TASK OBJECTIVE — Continue the report on the motion calling for an anti-drug campaign in Lagos State secondary schools, starting after its final sentence.

PASSAGE FOR REVIEW —

-- Opening Marker --

The House made the resolution following the motion by Mr Desmond Elliot (Surulere I) during plenary on Monday.
The motion was titled “A Call on the Lagos State Government to embark on Anti-drug Corruption Campaign in Secondary Schools in the state”.
Elliot said the House observed an increasing rate of drug abuse and alcohol consumption among students of secondary schools.
He said: “It was observed that such an experiment with drugs, alcohol and tobacco sometimes started from elementary schools and peaked in high schools where its adverse effect is remarkably high on the students.
“It was further observed that the unrestrained abuse of drugs, alcohol, tobacco and other prohibited drugs used by the students hinder their educational attainment and leverage on vices such as gangsterism, gang rape and cultism.”
He also stressed the need to embark on sensitisation campaign programmes on the dangers of drugs, alcohol and tobacco among the students and its attendant harmful effects as schools are about to reopen after forced closure occasioned by COVID-19 pandemic.

-- Closing Marker --

(Image-grounded pointing data)
-- Opening Marker --

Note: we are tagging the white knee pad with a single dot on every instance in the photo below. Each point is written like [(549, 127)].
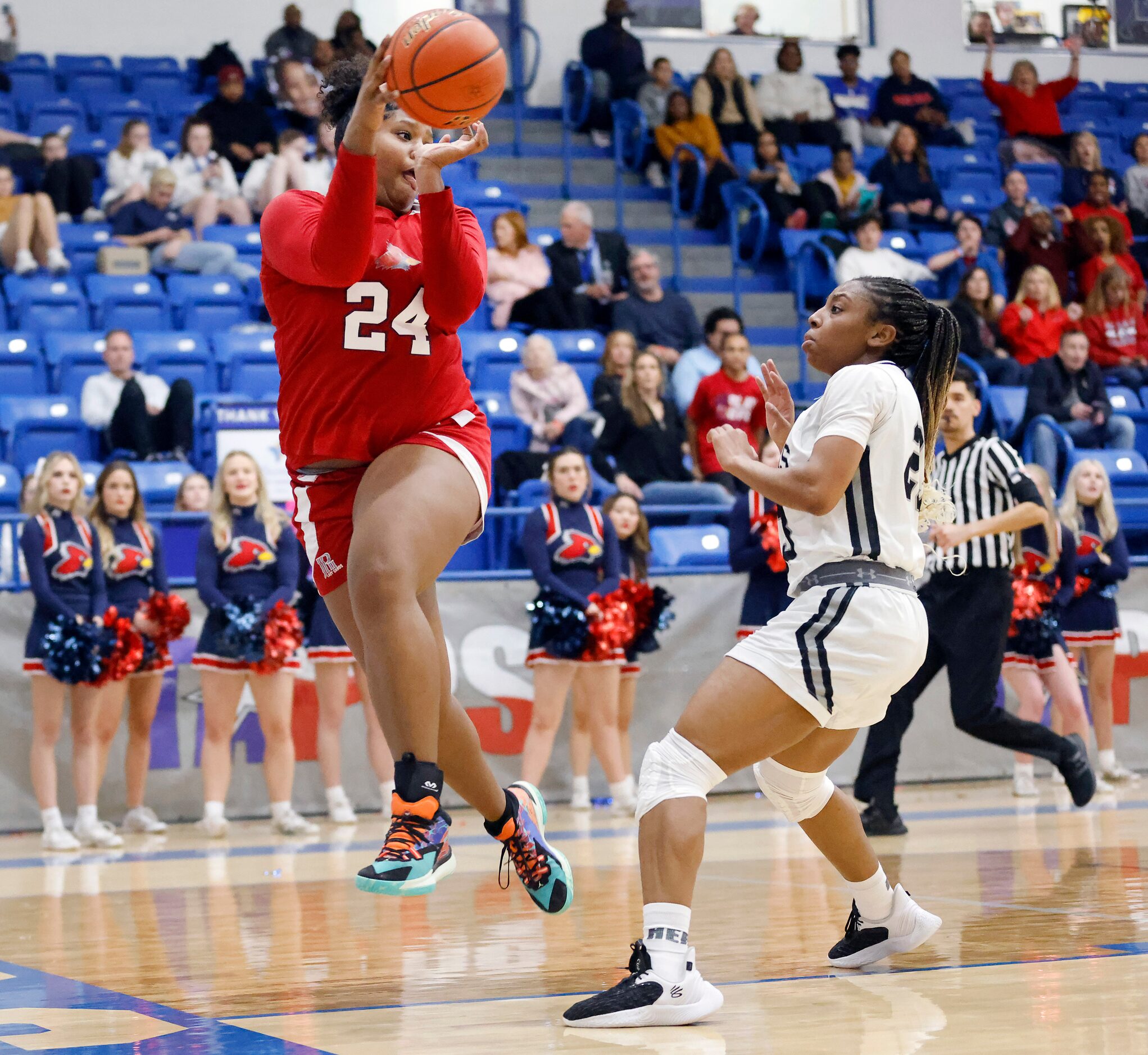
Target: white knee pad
[(799, 796), (673, 768)]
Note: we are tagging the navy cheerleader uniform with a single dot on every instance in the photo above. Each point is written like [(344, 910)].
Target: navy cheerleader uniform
[(572, 549), (1091, 617), (135, 569), (65, 574), (754, 525), (1030, 647), (248, 566)]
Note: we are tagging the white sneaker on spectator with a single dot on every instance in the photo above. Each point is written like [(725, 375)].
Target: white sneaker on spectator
[(58, 837), (144, 821)]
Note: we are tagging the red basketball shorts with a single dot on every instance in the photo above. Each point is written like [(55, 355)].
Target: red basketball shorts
[(324, 502)]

-- Closing Marker --

RESULT OF THE EXERCISE —
Elliot urged the House to call on the Chairman, Task Force on Environmental and Special Offences (Enforcement) Unit, to carry out strict enforcement against the sale of drugs around school premises.
The lawmaker added that the House should also mandate the Committees on Education and Legislative Compliance to ensure that the relevant agencies complied with the Resolution of the House.
He also urged the State Commissioner of Police to keep watch on school environment and direct his men to ensure that no drugs were sold around school premises.
“We should also have anti-drug societies in schools. Parents are also called upon to keep watch on their children to reduce the usage of drugs in our society,” he said.
In his contribution, the Speaker of the House, Mr Mudashiru Obasa, also said that the way the youths took to drugs was worrisome.
Obasa said the House should look at the Child Rights Law and make necessary amendments to it.
“The school authority can go round to check the students. We cannot stop people who sell items around schools, but it is a good move that will correct the attitude of our children in and out of schools.
“We should also be vigilant about what goes on around us. The parents should also be vigilant, they should know if their children start taking drugs.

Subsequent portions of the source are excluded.